◆ WHAT IS EXPECTED ◆
Leaving out every picture, output the records below exactly as they are.

[[ RECORDS, beginning ]]

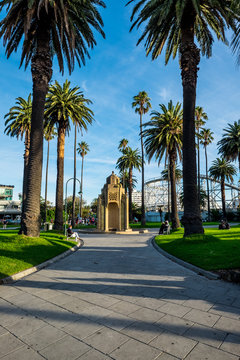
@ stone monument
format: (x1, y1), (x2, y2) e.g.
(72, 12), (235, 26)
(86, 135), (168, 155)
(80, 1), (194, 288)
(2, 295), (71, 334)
(97, 171), (130, 232)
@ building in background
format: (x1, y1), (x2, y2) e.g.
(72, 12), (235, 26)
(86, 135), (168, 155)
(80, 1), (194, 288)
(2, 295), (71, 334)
(0, 184), (21, 220)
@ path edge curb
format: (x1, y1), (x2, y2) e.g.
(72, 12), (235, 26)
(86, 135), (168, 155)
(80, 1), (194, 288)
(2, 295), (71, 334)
(150, 236), (220, 280)
(0, 239), (84, 285)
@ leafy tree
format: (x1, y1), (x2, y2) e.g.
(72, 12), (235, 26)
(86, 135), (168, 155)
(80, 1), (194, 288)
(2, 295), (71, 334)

[[ RECORDS, end ]]

◆ PROBLEM SOLUTION ◆
@ stone monument
format: (x1, y1), (x2, y2) e.g.
(72, 12), (235, 26)
(86, 135), (168, 155)
(80, 1), (194, 288)
(2, 295), (71, 334)
(97, 171), (130, 232)
@ building in background
format: (x1, y1), (x2, y2) e.g.
(72, 12), (235, 26)
(86, 135), (168, 155)
(80, 1), (194, 288)
(2, 295), (71, 334)
(0, 184), (21, 220)
@ path edge curb
format: (x1, y1), (x2, y2) e.g.
(72, 12), (235, 26)
(86, 135), (168, 155)
(80, 1), (194, 288)
(2, 295), (71, 334)
(150, 236), (220, 280)
(0, 239), (84, 285)
@ leafy tree
format: (x1, y1), (x2, y2) e.g.
(72, 12), (235, 26)
(86, 135), (168, 155)
(80, 1), (194, 288)
(2, 295), (71, 334)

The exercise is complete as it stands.